▸ **Stated goal**: Copy out the records below word for word, starting at the line that contains "Target: eyebrow" and running through the end of the records.

==========

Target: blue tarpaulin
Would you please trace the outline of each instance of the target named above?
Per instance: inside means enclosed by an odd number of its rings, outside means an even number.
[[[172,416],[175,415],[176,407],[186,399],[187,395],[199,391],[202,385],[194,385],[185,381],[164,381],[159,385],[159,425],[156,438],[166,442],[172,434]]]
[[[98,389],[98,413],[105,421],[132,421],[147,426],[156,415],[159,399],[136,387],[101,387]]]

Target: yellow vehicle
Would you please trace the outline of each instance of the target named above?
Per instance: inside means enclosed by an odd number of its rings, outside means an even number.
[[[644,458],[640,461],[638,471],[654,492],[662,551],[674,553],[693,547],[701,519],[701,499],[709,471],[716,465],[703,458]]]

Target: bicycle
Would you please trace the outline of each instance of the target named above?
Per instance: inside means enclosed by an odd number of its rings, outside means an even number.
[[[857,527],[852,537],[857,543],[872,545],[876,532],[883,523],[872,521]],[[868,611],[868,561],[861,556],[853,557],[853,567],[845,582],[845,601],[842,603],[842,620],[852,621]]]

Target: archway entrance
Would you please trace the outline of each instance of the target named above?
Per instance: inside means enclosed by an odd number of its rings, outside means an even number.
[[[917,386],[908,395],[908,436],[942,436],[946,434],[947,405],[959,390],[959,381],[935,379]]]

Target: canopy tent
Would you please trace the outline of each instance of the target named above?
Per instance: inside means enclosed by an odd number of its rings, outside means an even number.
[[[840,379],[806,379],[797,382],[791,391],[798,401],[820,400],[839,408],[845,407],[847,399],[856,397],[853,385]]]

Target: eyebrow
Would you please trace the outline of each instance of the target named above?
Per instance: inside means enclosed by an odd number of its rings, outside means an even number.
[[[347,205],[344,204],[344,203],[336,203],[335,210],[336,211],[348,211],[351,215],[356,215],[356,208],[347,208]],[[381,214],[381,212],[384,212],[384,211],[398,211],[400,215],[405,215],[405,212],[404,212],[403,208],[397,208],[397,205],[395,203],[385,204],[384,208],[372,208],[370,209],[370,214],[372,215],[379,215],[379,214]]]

==========

▸ **Solution**:
Target: eyebrow
Would you please trace the outline of each instance of the target named above?
Per instance: inside means enclosed by an odd number of its rings, outside means an even number.
[[[347,205],[344,204],[344,203],[336,203],[335,210],[336,211],[348,211],[351,215],[356,215],[356,208],[347,208]],[[381,214],[381,212],[384,212],[384,211],[398,211],[400,215],[405,215],[405,212],[404,212],[403,208],[397,208],[397,205],[395,203],[385,204],[384,208],[372,208],[370,209],[370,214],[372,215],[379,215],[379,214]]]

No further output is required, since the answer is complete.